▸ **FRAGMENTO DEL DOCUMENTO**
━━━━━━━━

Siempre ha sido importante para la vida el hacer distinciones. Es importante para conocer la realidad y tomar buenas decisiones. Ya lo decía Descartes: Algo es conocido cuando se presenta al entendimiento como «claro y distinto». Un árbol es un árbol y es distinto a una mesa, aunque en ambos encontremos madera. Un automóvil de juguete es distinto a un automóvil de verdad, y el no reconocer esta distinción me llevaría a hacer el ridículo si pretendiera desplazarme por la cuidad en el carrito de juguete de mi sobrinito. Al mismo tiempo, esta distinción no supone una ruptura u oposición entre lo que se distingue. Puedo distinguir mi mano izquierda de la derecha, y sería una locura el pensar que si uso una la otra debe ser anulada o, peor, arrancada. Tanto la distinción como la integración y la armonización de lo que nos rodea es importante para la vida en general.

━━━━━━━━

Extractos de datos de anotación por puntos:
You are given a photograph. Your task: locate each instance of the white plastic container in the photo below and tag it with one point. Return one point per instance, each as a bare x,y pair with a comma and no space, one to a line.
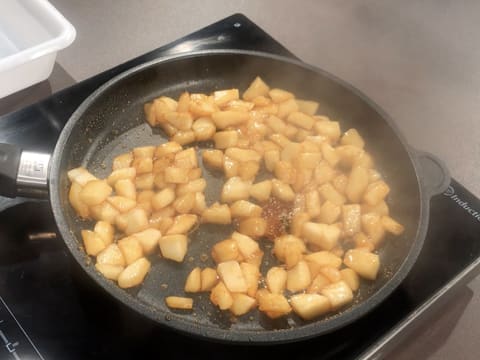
31,34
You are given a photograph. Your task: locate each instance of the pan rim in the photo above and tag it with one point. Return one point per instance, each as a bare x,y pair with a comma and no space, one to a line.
175,321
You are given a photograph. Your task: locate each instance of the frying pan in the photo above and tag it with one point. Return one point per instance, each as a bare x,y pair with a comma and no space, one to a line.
111,121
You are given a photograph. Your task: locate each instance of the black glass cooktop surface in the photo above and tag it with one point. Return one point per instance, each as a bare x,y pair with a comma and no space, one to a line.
49,309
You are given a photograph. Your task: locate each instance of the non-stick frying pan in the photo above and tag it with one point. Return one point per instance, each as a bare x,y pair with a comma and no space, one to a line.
111,121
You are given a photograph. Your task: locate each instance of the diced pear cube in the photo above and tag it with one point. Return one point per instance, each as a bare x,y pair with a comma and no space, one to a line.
134,274
111,255
231,274
261,190
131,249
235,189
254,226
126,188
323,235
92,242
148,239
217,214
225,250
105,230
248,248
391,225
298,277
257,88
242,304
74,198
221,296
318,283
357,184
122,161
276,279
183,224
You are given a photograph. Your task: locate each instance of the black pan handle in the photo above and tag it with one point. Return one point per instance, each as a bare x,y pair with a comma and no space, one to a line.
433,173
23,173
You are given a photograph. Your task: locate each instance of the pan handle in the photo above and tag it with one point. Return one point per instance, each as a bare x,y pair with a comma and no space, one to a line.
434,175
23,173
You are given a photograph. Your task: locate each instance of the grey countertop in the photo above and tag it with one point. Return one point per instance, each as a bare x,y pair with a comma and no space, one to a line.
419,60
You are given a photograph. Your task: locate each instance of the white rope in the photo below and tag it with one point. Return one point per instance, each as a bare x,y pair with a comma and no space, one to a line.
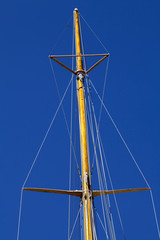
75,222
60,35
101,221
100,112
70,161
109,216
99,178
65,118
94,33
107,204
20,212
108,168
120,135
155,215
115,200
34,161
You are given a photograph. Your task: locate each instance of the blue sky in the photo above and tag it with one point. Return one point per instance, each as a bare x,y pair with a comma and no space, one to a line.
29,99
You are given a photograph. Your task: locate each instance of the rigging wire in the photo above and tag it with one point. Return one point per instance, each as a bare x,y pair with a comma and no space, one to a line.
65,118
92,126
70,161
109,174
94,33
34,161
106,204
129,151
75,222
61,35
100,112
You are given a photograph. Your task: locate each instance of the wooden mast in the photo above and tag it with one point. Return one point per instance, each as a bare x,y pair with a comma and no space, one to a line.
86,196
86,193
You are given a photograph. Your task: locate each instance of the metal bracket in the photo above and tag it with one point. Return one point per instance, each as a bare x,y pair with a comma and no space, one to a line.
104,56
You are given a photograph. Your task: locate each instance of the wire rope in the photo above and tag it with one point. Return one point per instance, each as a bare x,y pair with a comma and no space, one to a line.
34,161
75,222
93,33
65,118
129,151
70,161
107,204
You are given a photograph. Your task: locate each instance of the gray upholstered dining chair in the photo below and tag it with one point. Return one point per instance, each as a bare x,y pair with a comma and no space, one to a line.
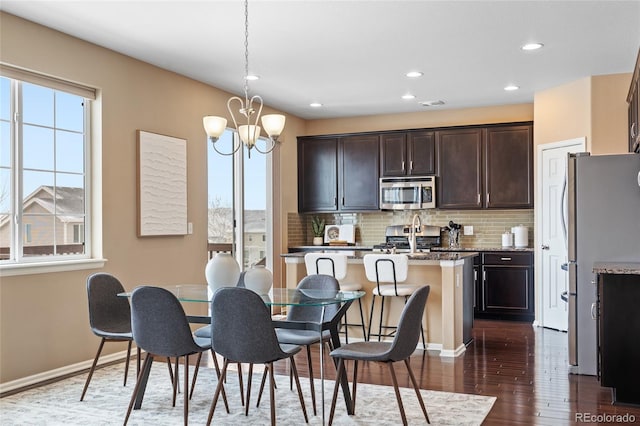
335,264
311,313
403,345
109,318
242,331
159,326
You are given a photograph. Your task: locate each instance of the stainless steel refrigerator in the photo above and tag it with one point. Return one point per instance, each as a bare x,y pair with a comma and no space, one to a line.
603,224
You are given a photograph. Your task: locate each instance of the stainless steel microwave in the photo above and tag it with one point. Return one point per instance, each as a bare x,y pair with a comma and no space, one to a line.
408,193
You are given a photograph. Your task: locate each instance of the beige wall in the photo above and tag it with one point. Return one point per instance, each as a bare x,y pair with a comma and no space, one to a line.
44,317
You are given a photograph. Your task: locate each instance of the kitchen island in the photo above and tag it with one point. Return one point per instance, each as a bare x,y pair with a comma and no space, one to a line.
449,311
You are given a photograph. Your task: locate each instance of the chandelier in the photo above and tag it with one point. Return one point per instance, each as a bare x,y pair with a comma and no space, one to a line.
248,112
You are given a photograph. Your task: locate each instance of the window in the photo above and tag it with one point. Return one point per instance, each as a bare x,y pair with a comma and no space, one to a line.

━━━━━━━━

▸ **REQUISITOS**
Continúa el texto sobre la importancia de hacer distinciones a partir de su última oración.

▸ **RESPUESTA**
Ya en la teología protestante se había dado rupturas (indebidas) entre aquello que la teología católica ha distinguido y armonizado desde un inicio: la fe y la razón, la Sagrada Escritura y la Tradición, la gracia y la libertad, son algunos de los ejemplos más conocidos.
Hoy, algunos siguen presentando en relación de oposición aquello que siempre ha estado integrado en la vida de fe. Se pretende quebrar la relación entre la vida cristiana y la vida sacramental; entendiendo (de manera reducida) la vida cristiana como la aceptación de la fe en Cristo y sus consecuencias en el orden práctico (la vida moral y el servicio a los demás) pero excluyendo el ámbito litúrgico -en aras de combatir un “clericalismo” mal entendido-. Como si la vida cristiana pudiera vivirse a plenitud al margen de los sacramentos (“como a Jesús me lo encuentro en el vulnerable, ya no tengo que ir a misa”). O como si la vida sacramental me diera licencia para tener una vida moralmente laxa o una falta de compromiso con el prójimo (“como voy a misa y comulgo, ya no tengo que hacer nada más por nadie”). Y, sin embargo, nos olvidamos de lo que experimentamos en el día a día y aquello que Jesucristo ya nos ha dicho: “sin mí (Jesucristo) no podéis hacer nada” (Jn 15, 5).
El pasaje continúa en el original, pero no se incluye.